▸ Description of the task: Return each line of the records below without any change.

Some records
-*-

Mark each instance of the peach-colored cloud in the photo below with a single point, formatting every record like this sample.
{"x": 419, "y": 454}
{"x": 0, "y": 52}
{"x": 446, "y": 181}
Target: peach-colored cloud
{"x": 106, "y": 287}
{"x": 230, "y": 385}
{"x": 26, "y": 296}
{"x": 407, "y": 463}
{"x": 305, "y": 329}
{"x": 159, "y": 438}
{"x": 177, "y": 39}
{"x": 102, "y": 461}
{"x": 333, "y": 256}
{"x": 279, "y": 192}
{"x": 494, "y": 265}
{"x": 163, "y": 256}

-*-

▸ Written response:
Mark each instance of the peach-colored cloud in the photo below with a single point, formatting every record like this sample.
{"x": 419, "y": 454}
{"x": 0, "y": 52}
{"x": 446, "y": 181}
Target: peach-colored cloud
{"x": 106, "y": 287}
{"x": 230, "y": 385}
{"x": 26, "y": 296}
{"x": 407, "y": 463}
{"x": 305, "y": 329}
{"x": 159, "y": 438}
{"x": 177, "y": 39}
{"x": 102, "y": 461}
{"x": 333, "y": 256}
{"x": 279, "y": 192}
{"x": 494, "y": 265}
{"x": 163, "y": 256}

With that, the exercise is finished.